## PASSAGE
11.1 Types of euthanasia

It is important, when we are discussing euthanasia, to be clear about what exactly we are talking about doing or allowing. For example, claiming that physicians should be allowed to assist terminally ill patients in ending their own lives is very different from advocating putting all mentally retarded infants to death, in spite of the fact that both could be considered forms of euthanasia. We can avoid some confusion by classifying types of euthanasia based on two separate factors, the degree of activity of the physician, and the degree of voluntary choice on the part of the patient. The role of the physician can be anything from that of a passive spectator doing nothing to assist a patient in continuing to live to that of an active agent causing the death of patient, (not to mention several possibilities in between). Patients, on the other hand can, voluntarily choose to die, or they may not be capable of making choices, or they may simply not want to die. (Don’t be alarmed yet – not all of these possibilities will lead to types of euthanasia that anybody wants to discuss. Some of them will be unethical or even criminal.) The following table lays out the relevant possibilities.

## DATASET RECORDS

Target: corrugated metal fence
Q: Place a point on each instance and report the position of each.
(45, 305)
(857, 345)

---

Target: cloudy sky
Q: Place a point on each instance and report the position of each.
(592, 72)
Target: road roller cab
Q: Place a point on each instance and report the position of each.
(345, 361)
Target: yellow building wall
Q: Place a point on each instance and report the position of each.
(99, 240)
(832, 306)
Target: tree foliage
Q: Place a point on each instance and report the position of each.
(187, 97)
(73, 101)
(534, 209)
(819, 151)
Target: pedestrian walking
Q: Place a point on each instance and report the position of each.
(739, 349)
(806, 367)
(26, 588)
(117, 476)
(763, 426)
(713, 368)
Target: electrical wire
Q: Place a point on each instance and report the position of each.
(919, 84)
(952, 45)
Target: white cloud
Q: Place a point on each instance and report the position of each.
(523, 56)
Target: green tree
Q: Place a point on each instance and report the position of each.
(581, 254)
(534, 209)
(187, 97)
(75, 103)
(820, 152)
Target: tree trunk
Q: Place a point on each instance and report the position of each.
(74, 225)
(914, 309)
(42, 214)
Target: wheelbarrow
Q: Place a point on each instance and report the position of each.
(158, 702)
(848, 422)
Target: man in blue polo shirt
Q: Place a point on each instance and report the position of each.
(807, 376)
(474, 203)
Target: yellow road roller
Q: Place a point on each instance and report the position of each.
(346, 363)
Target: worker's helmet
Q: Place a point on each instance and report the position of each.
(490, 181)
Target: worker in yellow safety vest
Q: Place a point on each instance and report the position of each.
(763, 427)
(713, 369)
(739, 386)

## TASK
According to the passage on types of euthanasia, what two factors are used to classify the types?

## EXERCISE SOLUTION
The degree of activity of the physician and the degree of voluntary choice on the part of the patient.